EXCERPTED RECORDS Block Start

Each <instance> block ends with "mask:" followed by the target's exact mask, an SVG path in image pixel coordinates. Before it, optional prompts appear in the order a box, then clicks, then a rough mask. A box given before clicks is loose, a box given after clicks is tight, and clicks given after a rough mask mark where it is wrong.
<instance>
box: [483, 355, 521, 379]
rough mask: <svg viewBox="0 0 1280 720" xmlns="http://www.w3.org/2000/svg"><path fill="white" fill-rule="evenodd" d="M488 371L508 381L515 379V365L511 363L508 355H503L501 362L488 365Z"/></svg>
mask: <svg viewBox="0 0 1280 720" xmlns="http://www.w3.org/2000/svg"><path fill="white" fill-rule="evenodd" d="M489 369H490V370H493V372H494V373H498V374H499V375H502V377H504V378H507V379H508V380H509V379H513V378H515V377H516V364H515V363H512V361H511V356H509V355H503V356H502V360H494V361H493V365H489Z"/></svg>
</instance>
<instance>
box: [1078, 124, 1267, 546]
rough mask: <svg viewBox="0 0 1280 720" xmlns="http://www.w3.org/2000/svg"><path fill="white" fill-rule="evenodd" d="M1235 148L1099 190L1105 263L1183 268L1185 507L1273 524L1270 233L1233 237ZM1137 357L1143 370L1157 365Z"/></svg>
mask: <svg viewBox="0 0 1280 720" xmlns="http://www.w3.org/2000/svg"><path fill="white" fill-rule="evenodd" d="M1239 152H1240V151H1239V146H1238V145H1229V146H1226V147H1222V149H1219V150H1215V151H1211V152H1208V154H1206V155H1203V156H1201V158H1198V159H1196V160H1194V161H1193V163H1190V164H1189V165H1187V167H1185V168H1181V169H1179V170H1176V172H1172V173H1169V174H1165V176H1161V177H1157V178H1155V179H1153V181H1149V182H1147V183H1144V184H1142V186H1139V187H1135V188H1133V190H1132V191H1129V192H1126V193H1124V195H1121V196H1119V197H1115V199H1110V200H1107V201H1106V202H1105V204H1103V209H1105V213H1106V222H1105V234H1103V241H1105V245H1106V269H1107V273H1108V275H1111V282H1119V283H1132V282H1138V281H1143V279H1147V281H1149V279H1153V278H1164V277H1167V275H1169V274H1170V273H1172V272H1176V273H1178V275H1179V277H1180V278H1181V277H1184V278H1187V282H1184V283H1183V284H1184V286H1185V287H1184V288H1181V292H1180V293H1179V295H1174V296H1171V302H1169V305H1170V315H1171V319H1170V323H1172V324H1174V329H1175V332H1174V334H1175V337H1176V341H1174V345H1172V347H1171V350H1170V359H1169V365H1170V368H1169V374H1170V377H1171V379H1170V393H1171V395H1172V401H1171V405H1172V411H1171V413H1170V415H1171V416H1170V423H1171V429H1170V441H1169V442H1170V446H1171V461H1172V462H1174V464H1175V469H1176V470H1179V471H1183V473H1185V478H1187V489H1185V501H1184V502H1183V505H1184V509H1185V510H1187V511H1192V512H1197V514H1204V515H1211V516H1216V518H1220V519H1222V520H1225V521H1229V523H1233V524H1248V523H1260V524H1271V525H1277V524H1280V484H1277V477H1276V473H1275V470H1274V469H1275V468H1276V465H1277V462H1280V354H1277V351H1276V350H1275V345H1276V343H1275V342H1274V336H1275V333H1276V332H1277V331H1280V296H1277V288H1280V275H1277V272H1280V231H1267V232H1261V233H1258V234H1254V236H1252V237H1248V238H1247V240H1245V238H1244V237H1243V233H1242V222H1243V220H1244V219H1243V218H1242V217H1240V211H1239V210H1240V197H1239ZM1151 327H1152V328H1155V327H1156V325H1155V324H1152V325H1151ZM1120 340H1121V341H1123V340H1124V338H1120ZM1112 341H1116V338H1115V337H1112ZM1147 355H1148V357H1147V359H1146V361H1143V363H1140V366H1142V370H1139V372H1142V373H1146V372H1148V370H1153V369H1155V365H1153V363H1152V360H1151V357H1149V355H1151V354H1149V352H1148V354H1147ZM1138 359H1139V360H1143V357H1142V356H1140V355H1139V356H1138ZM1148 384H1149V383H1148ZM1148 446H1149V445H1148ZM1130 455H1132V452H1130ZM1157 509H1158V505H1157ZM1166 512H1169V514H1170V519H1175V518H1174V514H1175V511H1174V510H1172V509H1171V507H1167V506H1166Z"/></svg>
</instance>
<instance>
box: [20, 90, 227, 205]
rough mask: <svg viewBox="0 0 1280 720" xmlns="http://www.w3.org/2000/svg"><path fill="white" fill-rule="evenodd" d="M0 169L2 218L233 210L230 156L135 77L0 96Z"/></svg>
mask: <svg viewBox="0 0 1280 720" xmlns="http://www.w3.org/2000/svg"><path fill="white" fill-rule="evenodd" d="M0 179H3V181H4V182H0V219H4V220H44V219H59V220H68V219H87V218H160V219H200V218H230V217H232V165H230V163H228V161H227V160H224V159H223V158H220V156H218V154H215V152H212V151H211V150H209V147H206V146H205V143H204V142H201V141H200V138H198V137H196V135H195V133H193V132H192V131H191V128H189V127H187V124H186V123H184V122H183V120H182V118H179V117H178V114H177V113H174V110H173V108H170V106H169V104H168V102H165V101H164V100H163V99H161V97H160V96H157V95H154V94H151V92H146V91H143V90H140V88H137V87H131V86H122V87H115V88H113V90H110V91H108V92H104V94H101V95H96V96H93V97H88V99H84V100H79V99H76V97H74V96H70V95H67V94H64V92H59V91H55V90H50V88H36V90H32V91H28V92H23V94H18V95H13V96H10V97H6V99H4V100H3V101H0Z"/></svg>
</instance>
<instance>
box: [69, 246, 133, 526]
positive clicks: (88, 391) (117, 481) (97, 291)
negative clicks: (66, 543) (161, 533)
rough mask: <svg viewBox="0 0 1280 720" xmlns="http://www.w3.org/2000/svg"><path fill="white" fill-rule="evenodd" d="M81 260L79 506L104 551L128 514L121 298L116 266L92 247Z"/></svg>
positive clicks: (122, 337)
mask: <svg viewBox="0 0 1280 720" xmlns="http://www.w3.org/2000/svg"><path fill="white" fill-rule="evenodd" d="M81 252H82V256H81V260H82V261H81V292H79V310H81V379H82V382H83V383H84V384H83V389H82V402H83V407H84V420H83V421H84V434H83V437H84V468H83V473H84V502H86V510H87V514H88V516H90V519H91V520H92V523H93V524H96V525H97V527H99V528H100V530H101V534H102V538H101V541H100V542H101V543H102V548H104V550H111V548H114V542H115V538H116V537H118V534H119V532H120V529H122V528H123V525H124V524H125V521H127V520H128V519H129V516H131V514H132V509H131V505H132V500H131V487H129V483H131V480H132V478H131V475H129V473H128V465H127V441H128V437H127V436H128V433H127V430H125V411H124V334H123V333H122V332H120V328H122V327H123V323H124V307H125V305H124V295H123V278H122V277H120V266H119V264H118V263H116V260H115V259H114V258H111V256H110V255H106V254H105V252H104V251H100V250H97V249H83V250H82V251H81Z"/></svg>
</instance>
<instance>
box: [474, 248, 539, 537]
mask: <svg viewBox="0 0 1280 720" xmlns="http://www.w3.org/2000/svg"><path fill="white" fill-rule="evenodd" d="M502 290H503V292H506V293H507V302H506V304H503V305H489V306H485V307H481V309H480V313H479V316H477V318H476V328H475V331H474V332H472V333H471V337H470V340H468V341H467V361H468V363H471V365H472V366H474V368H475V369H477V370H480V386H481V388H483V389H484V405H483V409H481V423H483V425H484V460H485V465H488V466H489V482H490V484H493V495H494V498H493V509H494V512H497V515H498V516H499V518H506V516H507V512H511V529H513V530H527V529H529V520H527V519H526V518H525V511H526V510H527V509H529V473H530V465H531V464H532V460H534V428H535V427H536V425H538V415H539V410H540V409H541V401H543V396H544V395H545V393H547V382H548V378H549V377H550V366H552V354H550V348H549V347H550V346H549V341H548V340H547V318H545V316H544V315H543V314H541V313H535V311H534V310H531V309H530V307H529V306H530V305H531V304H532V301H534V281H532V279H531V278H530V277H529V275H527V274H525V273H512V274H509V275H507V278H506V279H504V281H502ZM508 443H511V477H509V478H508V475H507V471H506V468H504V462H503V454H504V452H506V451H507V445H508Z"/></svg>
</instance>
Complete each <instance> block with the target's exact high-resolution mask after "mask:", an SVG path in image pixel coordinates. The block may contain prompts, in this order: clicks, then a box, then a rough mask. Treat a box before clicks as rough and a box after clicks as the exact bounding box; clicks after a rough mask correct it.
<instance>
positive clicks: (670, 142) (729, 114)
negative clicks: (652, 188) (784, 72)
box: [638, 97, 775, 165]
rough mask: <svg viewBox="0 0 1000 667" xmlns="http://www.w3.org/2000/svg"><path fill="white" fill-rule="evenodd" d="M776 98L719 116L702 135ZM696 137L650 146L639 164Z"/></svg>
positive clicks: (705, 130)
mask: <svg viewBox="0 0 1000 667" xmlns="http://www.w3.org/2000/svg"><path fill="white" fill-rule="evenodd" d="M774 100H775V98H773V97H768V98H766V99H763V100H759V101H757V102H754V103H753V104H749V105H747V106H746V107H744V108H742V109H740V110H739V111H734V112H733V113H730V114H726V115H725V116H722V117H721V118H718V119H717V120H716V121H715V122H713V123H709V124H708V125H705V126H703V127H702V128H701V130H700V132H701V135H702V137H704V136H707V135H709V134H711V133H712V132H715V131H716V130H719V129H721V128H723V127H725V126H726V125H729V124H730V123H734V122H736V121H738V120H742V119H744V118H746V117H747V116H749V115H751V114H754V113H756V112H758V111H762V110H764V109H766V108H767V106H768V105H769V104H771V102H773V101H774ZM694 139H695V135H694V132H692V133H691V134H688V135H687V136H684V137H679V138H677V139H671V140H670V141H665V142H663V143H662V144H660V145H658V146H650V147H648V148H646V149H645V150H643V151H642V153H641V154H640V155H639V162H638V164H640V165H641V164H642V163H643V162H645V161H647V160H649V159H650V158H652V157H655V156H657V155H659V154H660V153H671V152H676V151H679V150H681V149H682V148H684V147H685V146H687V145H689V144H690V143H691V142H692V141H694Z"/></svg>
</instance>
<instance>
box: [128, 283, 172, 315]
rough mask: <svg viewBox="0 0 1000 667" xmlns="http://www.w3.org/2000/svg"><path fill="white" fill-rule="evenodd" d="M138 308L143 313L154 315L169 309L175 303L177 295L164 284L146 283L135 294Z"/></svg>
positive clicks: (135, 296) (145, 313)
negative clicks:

EXCERPTED RECORDS Block End

◆ **WHAT YOU HAVE TO DO**: Within the material above, show every line that includes "negative".

◆ **RESPONSE AREA**:
negative clicks: (66, 543) (161, 533)
negative clicks: (652, 188) (784, 72)
negative clicks:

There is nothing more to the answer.